Report each line below that contains the word "police", copying every such line in full.

+++ Data to use

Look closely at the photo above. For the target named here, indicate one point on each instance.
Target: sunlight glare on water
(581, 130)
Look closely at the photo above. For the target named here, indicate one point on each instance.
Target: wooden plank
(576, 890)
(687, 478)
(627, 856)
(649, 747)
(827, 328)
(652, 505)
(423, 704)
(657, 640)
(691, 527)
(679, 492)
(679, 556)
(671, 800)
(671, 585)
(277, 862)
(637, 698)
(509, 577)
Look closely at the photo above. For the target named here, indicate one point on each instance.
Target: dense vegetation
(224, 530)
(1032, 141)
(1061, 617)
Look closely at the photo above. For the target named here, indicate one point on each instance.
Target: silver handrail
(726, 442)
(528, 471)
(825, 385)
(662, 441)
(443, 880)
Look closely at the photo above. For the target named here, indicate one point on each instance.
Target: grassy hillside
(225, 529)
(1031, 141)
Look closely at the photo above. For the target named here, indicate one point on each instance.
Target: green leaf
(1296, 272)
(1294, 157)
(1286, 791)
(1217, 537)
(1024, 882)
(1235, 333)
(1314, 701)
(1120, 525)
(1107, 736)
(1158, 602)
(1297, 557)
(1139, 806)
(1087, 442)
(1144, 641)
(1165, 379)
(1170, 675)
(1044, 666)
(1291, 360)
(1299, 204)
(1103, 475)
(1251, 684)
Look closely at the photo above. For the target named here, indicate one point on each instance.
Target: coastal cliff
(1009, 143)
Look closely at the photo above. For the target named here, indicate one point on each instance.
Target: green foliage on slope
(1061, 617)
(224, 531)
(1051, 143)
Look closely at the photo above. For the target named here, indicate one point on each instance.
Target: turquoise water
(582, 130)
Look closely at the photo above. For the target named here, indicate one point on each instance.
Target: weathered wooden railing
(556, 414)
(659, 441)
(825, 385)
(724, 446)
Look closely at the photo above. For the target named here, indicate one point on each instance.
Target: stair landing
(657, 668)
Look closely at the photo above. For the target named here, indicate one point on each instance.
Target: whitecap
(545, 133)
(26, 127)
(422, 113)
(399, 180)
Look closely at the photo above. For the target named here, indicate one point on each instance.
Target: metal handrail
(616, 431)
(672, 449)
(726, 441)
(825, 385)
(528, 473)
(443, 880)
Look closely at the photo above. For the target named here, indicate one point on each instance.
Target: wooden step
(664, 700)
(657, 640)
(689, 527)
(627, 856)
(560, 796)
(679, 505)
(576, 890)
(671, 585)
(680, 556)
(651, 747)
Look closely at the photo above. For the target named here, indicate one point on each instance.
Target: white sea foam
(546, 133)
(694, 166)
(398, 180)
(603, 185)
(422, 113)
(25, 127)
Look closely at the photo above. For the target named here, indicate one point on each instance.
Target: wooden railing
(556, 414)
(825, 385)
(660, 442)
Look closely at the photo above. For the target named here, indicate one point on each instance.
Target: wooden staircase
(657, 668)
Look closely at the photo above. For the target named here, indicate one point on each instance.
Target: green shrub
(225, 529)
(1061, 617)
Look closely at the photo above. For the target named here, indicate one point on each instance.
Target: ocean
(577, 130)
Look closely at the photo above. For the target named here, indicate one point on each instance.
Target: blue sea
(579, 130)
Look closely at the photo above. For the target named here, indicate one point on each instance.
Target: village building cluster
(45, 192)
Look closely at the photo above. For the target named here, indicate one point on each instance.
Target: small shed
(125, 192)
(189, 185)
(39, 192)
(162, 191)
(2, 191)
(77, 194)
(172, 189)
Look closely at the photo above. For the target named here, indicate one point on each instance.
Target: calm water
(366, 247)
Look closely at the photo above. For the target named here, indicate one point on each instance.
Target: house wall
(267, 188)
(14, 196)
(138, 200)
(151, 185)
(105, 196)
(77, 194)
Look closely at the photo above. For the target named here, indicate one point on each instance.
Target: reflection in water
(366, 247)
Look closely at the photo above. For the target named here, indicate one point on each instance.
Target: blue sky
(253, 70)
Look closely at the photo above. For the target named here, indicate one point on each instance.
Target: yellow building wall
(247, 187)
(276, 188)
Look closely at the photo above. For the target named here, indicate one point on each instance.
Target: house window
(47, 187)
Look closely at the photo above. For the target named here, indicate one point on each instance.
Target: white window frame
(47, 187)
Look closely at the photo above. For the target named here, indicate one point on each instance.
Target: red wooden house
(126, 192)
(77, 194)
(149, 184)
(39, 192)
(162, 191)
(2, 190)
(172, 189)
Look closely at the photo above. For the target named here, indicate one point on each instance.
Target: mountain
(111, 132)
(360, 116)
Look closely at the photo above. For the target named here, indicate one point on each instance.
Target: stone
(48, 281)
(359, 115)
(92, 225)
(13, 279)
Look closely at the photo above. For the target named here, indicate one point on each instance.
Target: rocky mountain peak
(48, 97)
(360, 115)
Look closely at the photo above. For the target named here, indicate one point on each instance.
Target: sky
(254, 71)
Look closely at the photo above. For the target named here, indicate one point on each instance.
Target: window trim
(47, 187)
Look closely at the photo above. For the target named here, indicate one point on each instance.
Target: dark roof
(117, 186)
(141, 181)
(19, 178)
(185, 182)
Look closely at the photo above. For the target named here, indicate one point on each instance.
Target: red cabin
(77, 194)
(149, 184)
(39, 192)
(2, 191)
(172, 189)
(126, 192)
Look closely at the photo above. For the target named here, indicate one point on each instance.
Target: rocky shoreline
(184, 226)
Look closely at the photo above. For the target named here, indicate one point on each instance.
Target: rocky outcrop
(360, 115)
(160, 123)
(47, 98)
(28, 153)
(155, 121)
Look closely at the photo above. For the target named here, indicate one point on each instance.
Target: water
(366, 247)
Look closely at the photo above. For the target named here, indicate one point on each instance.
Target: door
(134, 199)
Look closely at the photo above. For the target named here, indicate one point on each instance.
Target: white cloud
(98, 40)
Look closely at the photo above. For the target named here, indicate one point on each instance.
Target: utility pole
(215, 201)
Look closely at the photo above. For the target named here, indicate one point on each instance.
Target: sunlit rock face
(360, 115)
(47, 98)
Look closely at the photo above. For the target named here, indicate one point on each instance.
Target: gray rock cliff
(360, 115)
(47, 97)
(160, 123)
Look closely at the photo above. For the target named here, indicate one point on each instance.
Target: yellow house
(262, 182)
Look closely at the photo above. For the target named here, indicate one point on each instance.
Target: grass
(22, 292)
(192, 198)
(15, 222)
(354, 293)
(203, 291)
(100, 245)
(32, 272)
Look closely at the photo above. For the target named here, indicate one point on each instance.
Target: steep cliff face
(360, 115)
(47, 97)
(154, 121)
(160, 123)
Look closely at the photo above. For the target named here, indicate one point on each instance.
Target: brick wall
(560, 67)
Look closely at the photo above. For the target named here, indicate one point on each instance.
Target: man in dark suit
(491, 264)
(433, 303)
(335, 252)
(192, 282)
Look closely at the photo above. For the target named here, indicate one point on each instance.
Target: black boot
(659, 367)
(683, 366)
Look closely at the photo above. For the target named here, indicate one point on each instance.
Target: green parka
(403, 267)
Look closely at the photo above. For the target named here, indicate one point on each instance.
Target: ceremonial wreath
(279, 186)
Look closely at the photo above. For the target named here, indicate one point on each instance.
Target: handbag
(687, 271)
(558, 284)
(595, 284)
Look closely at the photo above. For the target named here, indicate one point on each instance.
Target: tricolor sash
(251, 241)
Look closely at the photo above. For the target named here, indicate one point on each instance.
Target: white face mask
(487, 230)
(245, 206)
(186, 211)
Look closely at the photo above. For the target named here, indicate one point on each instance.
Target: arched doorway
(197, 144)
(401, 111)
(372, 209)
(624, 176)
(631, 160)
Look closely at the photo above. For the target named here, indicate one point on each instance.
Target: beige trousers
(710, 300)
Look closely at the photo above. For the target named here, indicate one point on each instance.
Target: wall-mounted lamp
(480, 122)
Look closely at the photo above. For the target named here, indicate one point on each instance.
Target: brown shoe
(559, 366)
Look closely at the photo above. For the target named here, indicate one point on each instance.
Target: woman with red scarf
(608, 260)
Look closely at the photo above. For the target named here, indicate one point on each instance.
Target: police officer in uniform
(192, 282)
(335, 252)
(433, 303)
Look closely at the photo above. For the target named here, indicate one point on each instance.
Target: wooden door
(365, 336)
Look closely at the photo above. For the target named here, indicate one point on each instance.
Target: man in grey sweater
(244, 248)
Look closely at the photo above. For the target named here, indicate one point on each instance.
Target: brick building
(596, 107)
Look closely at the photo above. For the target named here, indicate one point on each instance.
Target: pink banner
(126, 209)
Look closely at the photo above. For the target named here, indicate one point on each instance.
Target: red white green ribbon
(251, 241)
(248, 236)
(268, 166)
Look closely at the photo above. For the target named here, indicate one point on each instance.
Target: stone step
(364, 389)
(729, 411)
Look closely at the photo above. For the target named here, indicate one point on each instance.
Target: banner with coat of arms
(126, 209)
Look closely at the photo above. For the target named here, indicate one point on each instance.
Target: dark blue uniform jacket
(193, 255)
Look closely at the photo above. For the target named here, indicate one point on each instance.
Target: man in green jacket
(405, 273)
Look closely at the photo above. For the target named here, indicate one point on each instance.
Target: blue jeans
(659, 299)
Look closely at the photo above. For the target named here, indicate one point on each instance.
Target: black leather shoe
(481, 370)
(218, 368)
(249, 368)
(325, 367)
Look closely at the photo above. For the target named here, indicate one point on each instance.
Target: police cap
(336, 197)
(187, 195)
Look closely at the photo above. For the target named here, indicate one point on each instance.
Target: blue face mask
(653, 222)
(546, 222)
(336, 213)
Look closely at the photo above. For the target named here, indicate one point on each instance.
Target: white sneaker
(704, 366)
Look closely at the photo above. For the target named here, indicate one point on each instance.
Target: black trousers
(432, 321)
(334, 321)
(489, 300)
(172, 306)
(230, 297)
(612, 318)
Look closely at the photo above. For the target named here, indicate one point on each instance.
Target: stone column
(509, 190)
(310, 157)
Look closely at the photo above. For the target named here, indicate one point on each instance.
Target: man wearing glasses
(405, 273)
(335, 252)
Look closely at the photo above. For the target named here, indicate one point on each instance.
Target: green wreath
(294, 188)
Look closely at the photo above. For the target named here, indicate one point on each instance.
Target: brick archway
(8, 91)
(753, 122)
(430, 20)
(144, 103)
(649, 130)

++++++

§ **Reply to the exercise**
Target: police officer in uniform
Target: police cap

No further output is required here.